* [Items]:
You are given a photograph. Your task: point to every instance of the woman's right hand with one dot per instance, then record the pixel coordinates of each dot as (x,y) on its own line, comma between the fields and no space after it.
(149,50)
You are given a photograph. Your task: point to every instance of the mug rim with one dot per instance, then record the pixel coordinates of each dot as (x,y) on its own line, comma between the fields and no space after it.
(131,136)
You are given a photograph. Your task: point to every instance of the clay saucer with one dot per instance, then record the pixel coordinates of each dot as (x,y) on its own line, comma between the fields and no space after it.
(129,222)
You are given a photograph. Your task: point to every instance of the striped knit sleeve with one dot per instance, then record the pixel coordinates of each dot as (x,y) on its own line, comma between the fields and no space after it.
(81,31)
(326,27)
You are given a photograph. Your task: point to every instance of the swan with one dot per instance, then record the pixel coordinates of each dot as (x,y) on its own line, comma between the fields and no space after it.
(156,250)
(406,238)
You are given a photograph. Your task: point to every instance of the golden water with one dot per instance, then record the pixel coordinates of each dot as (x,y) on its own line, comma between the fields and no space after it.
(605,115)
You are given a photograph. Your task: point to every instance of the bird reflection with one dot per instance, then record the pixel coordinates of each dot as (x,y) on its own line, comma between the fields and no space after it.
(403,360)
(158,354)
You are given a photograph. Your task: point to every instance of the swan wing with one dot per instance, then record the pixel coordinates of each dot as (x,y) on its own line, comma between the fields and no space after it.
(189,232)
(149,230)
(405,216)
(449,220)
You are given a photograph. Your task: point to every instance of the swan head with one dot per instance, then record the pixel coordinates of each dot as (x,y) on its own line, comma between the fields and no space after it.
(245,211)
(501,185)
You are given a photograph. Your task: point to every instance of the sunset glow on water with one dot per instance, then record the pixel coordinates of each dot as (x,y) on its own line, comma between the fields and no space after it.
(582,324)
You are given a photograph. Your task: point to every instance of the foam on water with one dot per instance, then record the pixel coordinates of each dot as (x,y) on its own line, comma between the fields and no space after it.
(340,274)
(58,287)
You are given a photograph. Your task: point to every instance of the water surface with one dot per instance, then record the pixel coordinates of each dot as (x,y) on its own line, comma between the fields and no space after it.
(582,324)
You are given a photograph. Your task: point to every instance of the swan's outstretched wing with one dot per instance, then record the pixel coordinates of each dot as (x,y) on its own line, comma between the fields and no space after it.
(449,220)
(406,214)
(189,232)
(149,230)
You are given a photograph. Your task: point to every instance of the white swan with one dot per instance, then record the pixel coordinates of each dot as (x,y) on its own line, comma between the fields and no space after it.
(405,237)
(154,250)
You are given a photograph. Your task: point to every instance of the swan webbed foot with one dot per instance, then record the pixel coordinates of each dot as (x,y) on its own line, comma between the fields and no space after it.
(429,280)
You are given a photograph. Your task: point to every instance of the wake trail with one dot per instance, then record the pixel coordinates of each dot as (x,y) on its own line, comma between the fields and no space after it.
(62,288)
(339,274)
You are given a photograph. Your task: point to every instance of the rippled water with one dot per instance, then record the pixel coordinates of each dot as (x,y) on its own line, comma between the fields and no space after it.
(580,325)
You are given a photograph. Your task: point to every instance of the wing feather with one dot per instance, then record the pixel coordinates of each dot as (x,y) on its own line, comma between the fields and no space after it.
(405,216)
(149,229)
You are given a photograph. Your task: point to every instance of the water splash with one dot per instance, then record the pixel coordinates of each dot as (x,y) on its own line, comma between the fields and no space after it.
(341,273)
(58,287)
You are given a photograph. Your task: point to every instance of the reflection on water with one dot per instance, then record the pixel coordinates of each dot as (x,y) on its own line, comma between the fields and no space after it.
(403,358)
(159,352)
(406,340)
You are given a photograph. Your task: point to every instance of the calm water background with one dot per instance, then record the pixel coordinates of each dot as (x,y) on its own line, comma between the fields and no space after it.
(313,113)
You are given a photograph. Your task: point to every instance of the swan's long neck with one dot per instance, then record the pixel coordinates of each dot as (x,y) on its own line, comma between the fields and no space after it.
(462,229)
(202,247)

* [Written task]:
Nothing should be left out: return all of the records exactly.

* [Exercise solution]:
You are given a photograph. Your task: point to every instance of the woman's right hand with one dot per instance, then record the pixel coordinates of each dot as (x,y) on its own line, comma between the fields and no space after it.
(149,50)
You are given a photograph. Your task: point to every instance of the mug rim with one dot per instance, then record the pixel coordinates of each dot as (x,y) on its own line, comma between the fields and no space after it.
(131,136)
You are given a photograph. Your task: point to every instance of the clay saucer with one dot per instance, then record the pixel coordinates of each dot as (x,y) on its own line, comma between the fields and no space after it.
(129,222)
You are given a photograph. Your task: point to every instance of the striped knit sleeve with one dot per instance, then record the pixel coordinates of each dot as (x,y) on its own line, comma between the fields and no space after it.
(81,31)
(326,27)
You are given a photograph. Your task: point to every instance of the swan with one dot per instance, then record the pixel coordinates of each dot as (x,y) on its own line, comma between the fields and no space after it.
(156,250)
(406,238)
You are given a photograph. Your task: point to every instance of the golden water with one dot per instance, then record the pixel coordinates of each dot as (x,y) on its own line, comma between the fields and no space after it.
(605,115)
You are given a photograph. Your task: point to every instance of the bird reflection with one dot per instance, then record the pixel coordinates of each dot as (x,y) on its own line, comma between the fields and no space after it.
(403,360)
(158,354)
You are given a photograph. Your task: point to every instance of the swan wing with one dot per instance, then record the pixel coordinates of each dot as (x,y) on its own line, comma between the fields and no space after it.
(189,232)
(149,230)
(405,216)
(449,220)
You are given a photograph. Your task: point to every instance of the swan head with one dot per instance, then record the pixel coordinates of each dot as (x,y) on its own line, comma between the fields and no space after it.
(245,211)
(501,185)
You are given a photograph. Your task: point to every instance of the sunset glow on water with one dot per instance, then record the pixel coordinates of each dot as (x,y) on its own line, comma between the fields and no space after it.
(582,324)
You are given a photograph. Your task: point to every instance of the foam on water with one dot per instance, then record the pixel coordinates of each dot as (x,y) on its own line, comma between the fields and no space after it.
(340,274)
(58,287)
You are given a photograph. Your task: point to every instance of the water surface with one dot per instance, then record the pixel coordinates of each dot as (x,y) on its own line, comma between the fields and no space after it.
(582,324)
You are given a photograph. Your task: point to every instance of the swan's outstretched wing with one dot per instance, then record the pixel coordinates of each dot as (x,y) on its own line, comma between the fields and no space after it.
(449,220)
(406,214)
(189,232)
(149,230)
You are given a photograph. Your task: point to every instance of the white swan with one dot per instance, then record the pixel coordinates of each dot as (x,y) on its own line, comma between the fields and no space after it.
(405,237)
(154,250)
You are given a photograph. Your task: point to every instance of the swan webbed foot with one dot per instance, then record the pixel coordinates of each dot as (x,y) on its own line, comma between the fields and no space after it.
(429,280)
You are given a photograph. Your task: point to every instance of the wake trail with one dot per instance, then record the pixel coordinates of each dot as (x,y) on its own line, comma between the fields and no space after it.
(62,288)
(339,274)
You are given a photograph. Your task: point to every instance of the rippled water with one dot per instance, then record the pixel coordinates of each dot as (x,y) on its own line, comma between the fields and no space after it.
(580,325)
You are given a photograph. Your task: point to every instance of the wing feather with one dot per instance, then record the pixel coordinates of each dot as (x,y) on its own line, comma between the fields and no space after it.
(405,216)
(149,229)
You are given a photograph. Your task: point to every instance of the water splash with one dot per instance, then record the pixel coordinates of each dot as (x,y) on its own line, comma between the fields and no space after it.
(341,273)
(58,287)
You are given a photograph. Your task: point to every instance of the reflection on water with one dot per instance, then record the pixel coordinates of each dot as (x,y) on its own line, comma between the fields and no space after it.
(403,358)
(159,352)
(406,340)
You are given a photograph. Your task: point to every instance of the calm water background with one dot per instance, then record the pixel coordinates of each dot as (x,y) on its own line, comma between the fields and no space after it.
(313,113)
You are given a photograph. Your task: point to every instance of the swan's long neck with one dot per instance, then record the pixel coordinates of each dot as (x,y) on its own line, comma between the fields and no space after it.
(462,229)
(202,247)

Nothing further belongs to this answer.